### Directions for this task
Write the listing out again, all of it, word for word.

------------------------------------------------------------------------

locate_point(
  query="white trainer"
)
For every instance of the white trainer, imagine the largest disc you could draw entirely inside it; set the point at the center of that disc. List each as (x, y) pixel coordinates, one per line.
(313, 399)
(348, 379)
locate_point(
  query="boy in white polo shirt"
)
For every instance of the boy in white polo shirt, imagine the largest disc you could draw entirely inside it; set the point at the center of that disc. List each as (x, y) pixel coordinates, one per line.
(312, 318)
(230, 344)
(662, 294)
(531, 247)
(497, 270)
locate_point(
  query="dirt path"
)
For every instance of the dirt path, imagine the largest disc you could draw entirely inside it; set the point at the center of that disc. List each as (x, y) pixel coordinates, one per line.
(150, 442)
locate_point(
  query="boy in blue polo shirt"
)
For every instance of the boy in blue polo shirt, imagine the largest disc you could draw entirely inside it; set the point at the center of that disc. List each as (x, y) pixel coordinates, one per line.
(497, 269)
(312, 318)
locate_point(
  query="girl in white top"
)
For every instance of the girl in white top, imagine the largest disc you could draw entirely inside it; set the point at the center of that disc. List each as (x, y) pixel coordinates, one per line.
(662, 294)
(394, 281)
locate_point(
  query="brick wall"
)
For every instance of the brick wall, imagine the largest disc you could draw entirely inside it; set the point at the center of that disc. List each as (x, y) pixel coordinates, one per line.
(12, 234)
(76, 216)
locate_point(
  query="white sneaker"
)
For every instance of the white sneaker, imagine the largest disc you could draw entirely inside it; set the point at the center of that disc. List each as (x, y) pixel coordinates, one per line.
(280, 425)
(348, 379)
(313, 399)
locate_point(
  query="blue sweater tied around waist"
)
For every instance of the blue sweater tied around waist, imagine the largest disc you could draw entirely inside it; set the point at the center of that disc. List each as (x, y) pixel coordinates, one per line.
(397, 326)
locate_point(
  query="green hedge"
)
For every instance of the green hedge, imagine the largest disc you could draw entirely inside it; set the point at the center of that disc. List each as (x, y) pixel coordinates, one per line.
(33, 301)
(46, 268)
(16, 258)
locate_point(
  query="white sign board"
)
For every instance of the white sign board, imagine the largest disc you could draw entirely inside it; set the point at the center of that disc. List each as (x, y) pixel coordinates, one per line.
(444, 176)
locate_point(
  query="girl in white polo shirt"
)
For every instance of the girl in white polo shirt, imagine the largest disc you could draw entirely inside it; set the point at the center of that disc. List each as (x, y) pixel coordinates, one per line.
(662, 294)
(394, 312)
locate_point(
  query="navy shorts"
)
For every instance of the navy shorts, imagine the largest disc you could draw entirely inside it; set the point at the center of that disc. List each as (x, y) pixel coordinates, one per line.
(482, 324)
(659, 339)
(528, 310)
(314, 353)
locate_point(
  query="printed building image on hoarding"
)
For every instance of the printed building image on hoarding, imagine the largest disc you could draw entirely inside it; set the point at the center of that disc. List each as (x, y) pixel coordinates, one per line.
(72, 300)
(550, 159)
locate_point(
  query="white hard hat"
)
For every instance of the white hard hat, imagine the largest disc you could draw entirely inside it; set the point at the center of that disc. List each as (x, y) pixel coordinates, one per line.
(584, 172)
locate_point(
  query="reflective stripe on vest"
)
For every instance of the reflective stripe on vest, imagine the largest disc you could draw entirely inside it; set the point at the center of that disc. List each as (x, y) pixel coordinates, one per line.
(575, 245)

------------------------------------------------------------------------

### The response
locate_point(
  query="white trainer"
)
For every instance of the white trainer, imagine the largest disc you could draw entirely inside it; set the point at the center of that disc. List each as (x, y) pixel coordinates, one per line.
(313, 399)
(348, 379)
locate_point(
  query="boy in white polo shirt"
)
For every instance of the boy in white polo shirt, imagine the largest disc you could draw entirely inside it; set the point at the center of that disc. List each as (x, y) pixel coordinates, one per line.
(312, 318)
(230, 344)
(662, 294)
(531, 247)
(497, 270)
locate_point(
  query="dirt path"
)
For every instance of the dirt path, imagine the largest disc you could draw entirely inside it; set the point at the center of that disc. List each as (x, y) pixel coordinates, one per line.
(150, 442)
locate_point(
  query="boy in blue polo shirt"
)
For every instance of the boy in blue polo shirt, imagine the largest disc you could draw entirely inside it; set the point at the center of that disc. List each as (x, y) pixel coordinates, one per line.
(497, 269)
(312, 318)
locate_point(
  query="girl in white top"
)
For every instance of the girl in white top, imagine the largest disc you could draw entirely inside it; set the point at the center of that disc. List each as (x, y) pixel coordinates, one per line.
(662, 294)
(394, 281)
locate_point(
  query="brick wall"
)
For every instance of the brick wall, imagine the largest disc you could draw entirely inside it; set the point at the center of that disc. List each as (x, y) pixel coordinates, one per line.
(12, 234)
(76, 216)
locate_point(
  query="white sneaker"
)
For every instance of the white sneaker, imagine the largest disc you could draw entirely inside it; set the point at the center of that disc. List each as (x, y) pixel coordinates, one per line.
(280, 425)
(348, 379)
(313, 399)
locate_point(
  query="blue sweater tied around waist"
)
For every instance of the blue sweater tied around waist, imagine the largest disc you could draw entirely inside it; set the point at the center of that disc. List each as (x, y) pixel coordinates, one per line.
(397, 326)
locate_point(
  query="green hedge"
)
For every instance of the green hedge, imagine the largest disc you could draw entirely inside it; set the point at the center of that disc. List each as (x, y) pixel coordinates, one per line.
(33, 301)
(46, 268)
(16, 258)
locate_point(
  query="white sign board"
)
For every instance of the white sign board, imagine the largest disc you could draw entirely inside it; set the point at the center of that disc. List each as (x, y) pixel coordinates, one per line.
(444, 176)
locate_point(
  query="girl in white polo shirt"
)
For every instance of the girl in white polo shirt, imagine the largest disc you could draw entirely inside it; set the point at the center of that disc. List each as (x, y) pixel coordinates, one per line.
(662, 294)
(394, 312)
locate_point(
  query="navy shorts"
)
For every instance of the navy shorts, imagine the largest disc you could draw entirely inside it; set the point at the center of that disc. List each as (x, y) pixel coordinates, one per line.
(482, 324)
(659, 339)
(528, 310)
(314, 353)
locate_point(
  query="printed building image on hoarding"
)
For every instance of the printed building image on hoarding, imagine the largest disc you could draw entirely inside it; set the point at the center of that disc. List each as (x, y) pixel coordinates, one per line.
(72, 300)
(550, 159)
locate_point(
  query="white hard hat"
)
For every instance of the white hard hat, imagine the largest disc you could draw entirely inside it; set the point at the center of that disc. List each as (x, y) pixel coordinates, one per line.
(584, 172)
locate_point(
  query="reflective stripe on vest"
)
For every instance of the reflective stripe on vest, imagine the largest disc you could draw entirely inside it; set the point at the center of that disc. List each as (x, y) pixel coordinates, one per line.
(575, 245)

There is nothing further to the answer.